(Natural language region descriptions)

—————

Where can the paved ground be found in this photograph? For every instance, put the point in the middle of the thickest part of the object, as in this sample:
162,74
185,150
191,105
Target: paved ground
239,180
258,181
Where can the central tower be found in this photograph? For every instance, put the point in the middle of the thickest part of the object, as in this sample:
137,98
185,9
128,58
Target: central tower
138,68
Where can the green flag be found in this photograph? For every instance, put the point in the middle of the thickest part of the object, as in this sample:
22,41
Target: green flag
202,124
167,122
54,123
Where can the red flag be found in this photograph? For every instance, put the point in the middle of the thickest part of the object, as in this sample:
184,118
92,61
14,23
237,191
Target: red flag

—————

TASK GOAL: Nothing in the records may be dropped; reproduce them exactly.

FINAL ANSWER:
Where can the paved ground be found in this photograph? For every instance, put the point in the middle of the thickest part of the object, as in this sample:
162,74
185,150
191,105
Target: paved ground
239,180
258,181
Where can the central tower be found in this photograph? For every instance, put the point in the middle of the thickest part of the object, as in this sample:
137,98
185,9
128,58
Target: central tower
138,68
Where can the green flag be found in this photograph? For every instance, put the point in the middle of the thickest part of the object, as in this sample:
22,41
Target: green flag
202,124
167,122
54,123
Where can the red flag be found in this photograph? For every instance, put the point in the middle of the thickest part of the object, as in this sample:
184,118
92,61
14,23
237,191
Target: red flag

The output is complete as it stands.